• _Problem requirements_
Could you reproduce the data below with every "quality-assurance purposes" changed to "annotation review purposes" and nothing else altered?

Records from a data source:
◇ ◇ ◇ ◇ ◇ ◇ ◇
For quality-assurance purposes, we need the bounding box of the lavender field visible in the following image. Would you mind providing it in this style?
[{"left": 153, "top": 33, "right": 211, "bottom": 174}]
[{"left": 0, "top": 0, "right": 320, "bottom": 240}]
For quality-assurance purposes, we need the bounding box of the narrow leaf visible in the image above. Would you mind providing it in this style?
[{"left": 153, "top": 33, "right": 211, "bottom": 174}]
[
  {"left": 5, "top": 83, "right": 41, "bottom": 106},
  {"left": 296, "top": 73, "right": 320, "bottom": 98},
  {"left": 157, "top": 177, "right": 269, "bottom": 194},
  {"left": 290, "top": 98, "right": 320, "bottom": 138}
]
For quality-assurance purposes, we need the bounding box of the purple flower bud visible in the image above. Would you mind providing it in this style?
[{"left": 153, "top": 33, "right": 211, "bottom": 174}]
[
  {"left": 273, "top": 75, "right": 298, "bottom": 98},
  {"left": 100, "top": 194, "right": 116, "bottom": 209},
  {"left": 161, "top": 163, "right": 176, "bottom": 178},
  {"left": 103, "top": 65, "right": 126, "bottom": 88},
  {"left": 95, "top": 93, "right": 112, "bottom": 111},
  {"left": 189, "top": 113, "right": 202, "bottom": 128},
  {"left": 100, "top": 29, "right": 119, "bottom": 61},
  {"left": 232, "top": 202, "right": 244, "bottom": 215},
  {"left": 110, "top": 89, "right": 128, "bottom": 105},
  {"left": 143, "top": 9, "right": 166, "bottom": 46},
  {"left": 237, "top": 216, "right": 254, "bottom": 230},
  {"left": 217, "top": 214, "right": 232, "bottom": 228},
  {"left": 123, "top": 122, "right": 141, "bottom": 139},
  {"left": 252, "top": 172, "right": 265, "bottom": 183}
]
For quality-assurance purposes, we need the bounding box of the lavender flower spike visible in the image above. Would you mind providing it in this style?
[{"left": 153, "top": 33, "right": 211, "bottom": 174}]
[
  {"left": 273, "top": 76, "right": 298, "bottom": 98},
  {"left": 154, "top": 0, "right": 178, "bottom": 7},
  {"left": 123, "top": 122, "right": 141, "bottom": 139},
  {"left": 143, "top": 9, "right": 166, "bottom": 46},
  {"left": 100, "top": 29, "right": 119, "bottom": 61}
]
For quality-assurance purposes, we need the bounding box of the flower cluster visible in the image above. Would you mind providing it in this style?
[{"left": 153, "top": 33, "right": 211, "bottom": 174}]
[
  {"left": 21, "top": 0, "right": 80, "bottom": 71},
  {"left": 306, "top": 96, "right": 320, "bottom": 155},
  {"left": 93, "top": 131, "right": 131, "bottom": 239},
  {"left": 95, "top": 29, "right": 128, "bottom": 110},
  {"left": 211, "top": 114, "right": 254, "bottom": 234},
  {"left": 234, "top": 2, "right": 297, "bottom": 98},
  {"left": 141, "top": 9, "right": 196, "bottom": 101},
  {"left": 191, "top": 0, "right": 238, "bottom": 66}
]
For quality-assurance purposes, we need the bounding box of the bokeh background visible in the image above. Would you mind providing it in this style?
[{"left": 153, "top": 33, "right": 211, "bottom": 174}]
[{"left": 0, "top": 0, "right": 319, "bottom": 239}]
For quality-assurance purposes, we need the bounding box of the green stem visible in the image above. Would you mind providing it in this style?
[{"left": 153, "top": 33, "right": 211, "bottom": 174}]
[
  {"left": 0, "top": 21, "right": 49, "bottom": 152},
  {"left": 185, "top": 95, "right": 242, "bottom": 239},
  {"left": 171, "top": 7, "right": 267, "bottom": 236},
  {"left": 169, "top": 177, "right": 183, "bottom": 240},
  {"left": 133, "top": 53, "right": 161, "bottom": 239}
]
◇ ◇ ◇ ◇ ◇ ◇ ◇
• _Answer to the task_
For annotation review purposes, we need the bounding box of the lavender field visible in the following image. Would you mind providing it in this style?
[{"left": 153, "top": 33, "right": 211, "bottom": 174}]
[{"left": 0, "top": 0, "right": 320, "bottom": 240}]
For annotation review purposes, we need the bounding box of the narrow leaf visible in the image above. Would you mind providing it in this style?
[{"left": 153, "top": 33, "right": 211, "bottom": 174}]
[
  {"left": 5, "top": 83, "right": 41, "bottom": 106},
  {"left": 296, "top": 73, "right": 320, "bottom": 98},
  {"left": 157, "top": 177, "right": 269, "bottom": 194},
  {"left": 290, "top": 98, "right": 320, "bottom": 138}
]
For annotation review purposes, we need the bounding box of the purple flower bud visible in the image above. Would you mind providing it in this style?
[{"left": 153, "top": 33, "right": 211, "bottom": 174}]
[
  {"left": 273, "top": 75, "right": 298, "bottom": 98},
  {"left": 100, "top": 194, "right": 116, "bottom": 209},
  {"left": 161, "top": 163, "right": 176, "bottom": 178},
  {"left": 103, "top": 65, "right": 126, "bottom": 88},
  {"left": 95, "top": 93, "right": 112, "bottom": 111},
  {"left": 189, "top": 113, "right": 202, "bottom": 128},
  {"left": 100, "top": 29, "right": 119, "bottom": 61},
  {"left": 232, "top": 202, "right": 244, "bottom": 215},
  {"left": 110, "top": 89, "right": 128, "bottom": 105},
  {"left": 143, "top": 9, "right": 166, "bottom": 46},
  {"left": 237, "top": 216, "right": 254, "bottom": 230},
  {"left": 217, "top": 214, "right": 232, "bottom": 228},
  {"left": 123, "top": 122, "right": 141, "bottom": 139},
  {"left": 252, "top": 172, "right": 265, "bottom": 183}
]
For annotation review purposes, we need the bounding box of the lavender flower spike visible in the image above. Would you mind providing it in this style?
[{"left": 153, "top": 33, "right": 211, "bottom": 174}]
[
  {"left": 273, "top": 76, "right": 298, "bottom": 98},
  {"left": 154, "top": 0, "right": 178, "bottom": 7},
  {"left": 123, "top": 122, "right": 141, "bottom": 139},
  {"left": 143, "top": 9, "right": 166, "bottom": 46},
  {"left": 100, "top": 29, "right": 119, "bottom": 61}
]
For annotation review purposes, we need the bounding box of the flower cluster visible in the image above. Would you mind providing it in this style?
[{"left": 153, "top": 33, "right": 211, "bottom": 174}]
[
  {"left": 21, "top": 0, "right": 80, "bottom": 71},
  {"left": 306, "top": 96, "right": 320, "bottom": 155},
  {"left": 93, "top": 131, "right": 131, "bottom": 239},
  {"left": 95, "top": 29, "right": 128, "bottom": 110},
  {"left": 211, "top": 114, "right": 254, "bottom": 234},
  {"left": 234, "top": 2, "right": 297, "bottom": 98},
  {"left": 141, "top": 9, "right": 196, "bottom": 101},
  {"left": 191, "top": 0, "right": 238, "bottom": 66}
]
For annotation review purposes, we need the bounding box of the bokeh background visible in the image above. Would you mind providing it in this style?
[{"left": 153, "top": 33, "right": 211, "bottom": 174}]
[{"left": 0, "top": 0, "right": 319, "bottom": 239}]
For annotation review purposes, we need the bounding box of the green stem visible in the image above. Would you mind providing it in this style?
[{"left": 153, "top": 33, "right": 211, "bottom": 174}]
[
  {"left": 0, "top": 21, "right": 49, "bottom": 152},
  {"left": 185, "top": 95, "right": 242, "bottom": 239},
  {"left": 171, "top": 7, "right": 267, "bottom": 236},
  {"left": 169, "top": 177, "right": 183, "bottom": 240},
  {"left": 133, "top": 53, "right": 161, "bottom": 239}
]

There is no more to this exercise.